A new blogpost on the Brookings website in the US explores why children raised by married parents typically do better in life on almost every available economic and social measure. Is it an effect of marriage itself, or is it simply because married parents have, on average, higher family incomes?
The authors argue that there is a growing marriage gap along class lines in the US, with fewer poorer couples choosing to marry while the institution flourishes among the affluent and well-educated. They also say that married parents tend to have, on average, higher family incomes anyway.
The researchers used benchmarks developed as part of the Brookings Social Genome Model to explore patterns in attainment, cognitive and non-cognitive skills, higher education, and later earnings.
Children who grow up with continuously married mothers rank on average 14 percentiles higher as adults on the income distribution than those who do not. Controlling for family income throughout childhood shrinks this gap from 14 percentiles to 9 percentiles. And accounting for other factors – parenting behaviour, maternal education, race, and maternal age – shrinks it further to around a 4.5 percentile difference.
Similarly, parenting behaviour appears to help explain the different outcomes. After controlling for parenting, the gap between children of continuously married mothers and others shrinks from 14 percentiles to 7.5 percentiles.
The analysis suggests that both the higher incomes and the more engaged parenting of married parents count for a good deal, and, if anything, parenting may matter a little more.

## Exercise directions
Please read the passage on married parents. After family income throughout childhood is controlled for, what does the 14-percentile gap shrink to?

## Given data
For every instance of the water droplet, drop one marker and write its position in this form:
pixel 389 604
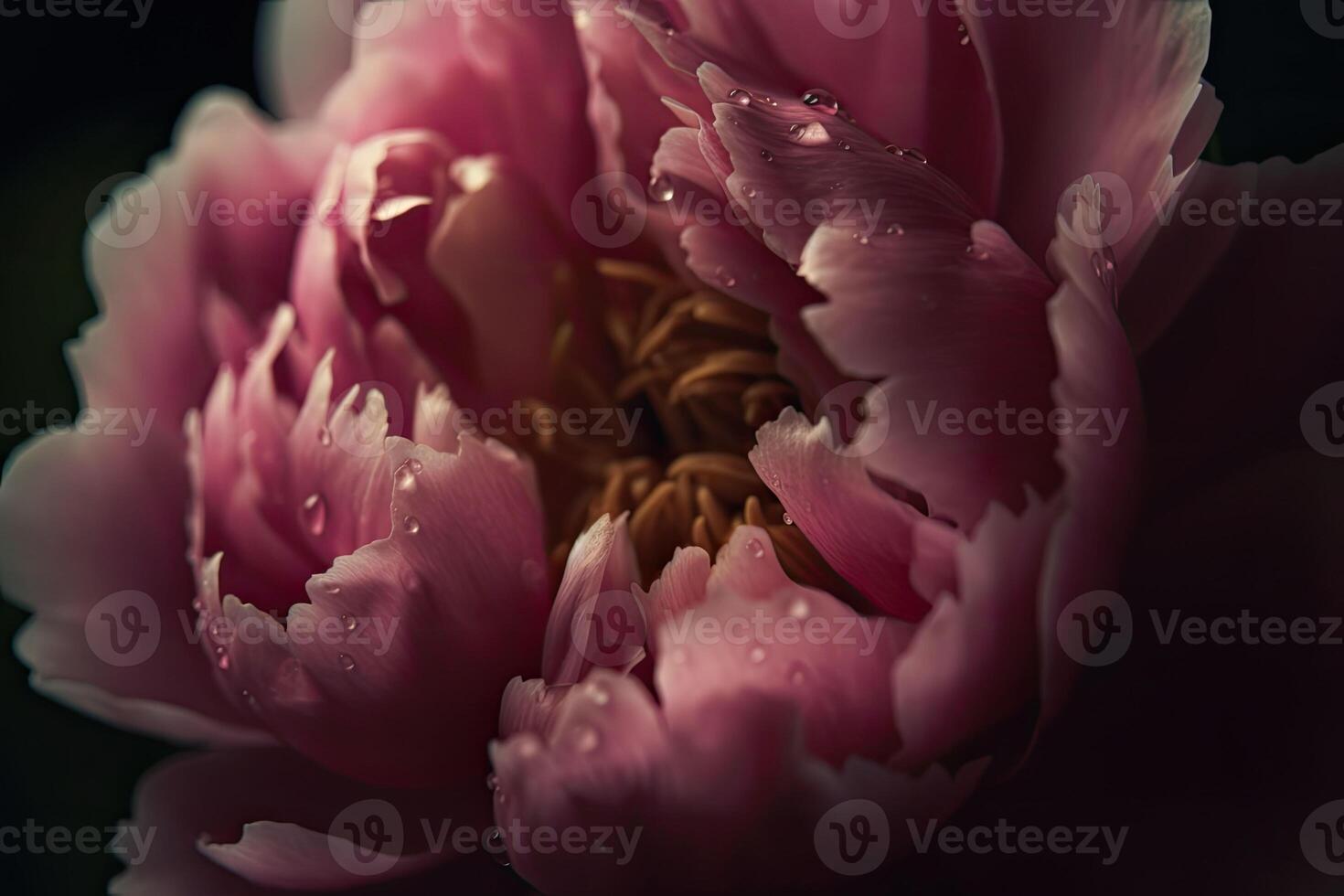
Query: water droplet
pixel 811 134
pixel 315 513
pixel 661 189
pixel 405 477
pixel 821 100
pixel 586 739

## Solution to this exercise
9 percentiles